**What to do:** Copy every line of the entries below verbatim, and leave the pictures out of your copy.

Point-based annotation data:

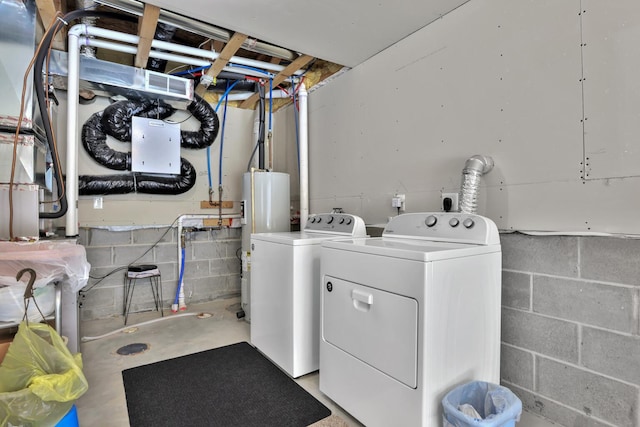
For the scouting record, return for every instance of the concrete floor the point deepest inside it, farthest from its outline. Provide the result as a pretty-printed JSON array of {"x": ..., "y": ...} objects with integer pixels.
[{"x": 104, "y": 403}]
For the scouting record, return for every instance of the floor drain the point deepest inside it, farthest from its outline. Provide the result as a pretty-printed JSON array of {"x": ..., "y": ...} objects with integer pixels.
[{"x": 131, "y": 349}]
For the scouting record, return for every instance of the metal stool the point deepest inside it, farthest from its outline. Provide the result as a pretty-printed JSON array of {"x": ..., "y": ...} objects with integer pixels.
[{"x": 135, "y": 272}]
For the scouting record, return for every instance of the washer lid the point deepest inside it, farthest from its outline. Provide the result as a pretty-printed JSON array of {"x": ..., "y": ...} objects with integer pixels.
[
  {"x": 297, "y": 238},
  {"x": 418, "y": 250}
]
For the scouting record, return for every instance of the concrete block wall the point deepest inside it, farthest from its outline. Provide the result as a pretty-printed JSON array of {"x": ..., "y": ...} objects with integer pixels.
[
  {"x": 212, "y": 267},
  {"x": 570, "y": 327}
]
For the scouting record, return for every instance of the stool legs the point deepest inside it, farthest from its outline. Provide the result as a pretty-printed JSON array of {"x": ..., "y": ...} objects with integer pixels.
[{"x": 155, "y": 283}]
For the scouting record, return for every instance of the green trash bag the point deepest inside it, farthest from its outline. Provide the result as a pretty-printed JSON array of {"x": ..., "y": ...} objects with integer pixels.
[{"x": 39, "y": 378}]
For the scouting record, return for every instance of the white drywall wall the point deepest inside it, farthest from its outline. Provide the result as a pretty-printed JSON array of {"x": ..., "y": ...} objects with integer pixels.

**Task response:**
For the scouting record, return for every instance of the concrete floor the point deepest inside it, farthest from its outline. Provide the result as a pretty-printed JSON array of {"x": ..., "y": ...} objects with integer pixels.
[{"x": 104, "y": 403}]
For the scouting record, return for every instance of the floor drain the point deepest inside it, farthest from its outline. Provide the result as a pretty-printed JSON array of {"x": ..., "y": ...} objects with integer pixels.
[{"x": 131, "y": 349}]
For the scouting record, return for every instance of the metal stool the point deepest inside it, farthest from its outline. Provide the result as a pretty-printed JSON array of {"x": ..., "y": ...} objects with integer pixels.
[{"x": 135, "y": 272}]
For the scouting record, return for every instance of the washer lid the point deepest inside it, farthest from its outline. Provide the result as a pretty-printed JSON array of {"x": ..., "y": ...} objects with integer pixels.
[
  {"x": 297, "y": 238},
  {"x": 418, "y": 250}
]
For the scouting record, return for every instance of the concrete block wall the point deepest inside it, farthest from its outline. Provide the result as a pretty-printed JSON array of {"x": ..., "y": ...} objects with integer pixels.
[
  {"x": 212, "y": 267},
  {"x": 570, "y": 327}
]
For the scouting record, return for every instance of the stool legs the point deepest inside it, farthest from its outline. Provide the result as a pretty-printed JSON array of {"x": ..., "y": ...} objects with integer pixels.
[{"x": 155, "y": 283}]
For the scouting record, return for every instance of the green trash bag the point deepest inside it, farthest from its outline. Provide the result as a pretty-printed JSON array of {"x": ..., "y": ...} objects with integer pixels.
[{"x": 39, "y": 378}]
For the scouting record, return for every instance of the white drywall wall the point deepest inside it, farthest from its outline. Provide the result as a pretty-printed JSON array of {"x": ..., "y": ...} objects with integer pixels.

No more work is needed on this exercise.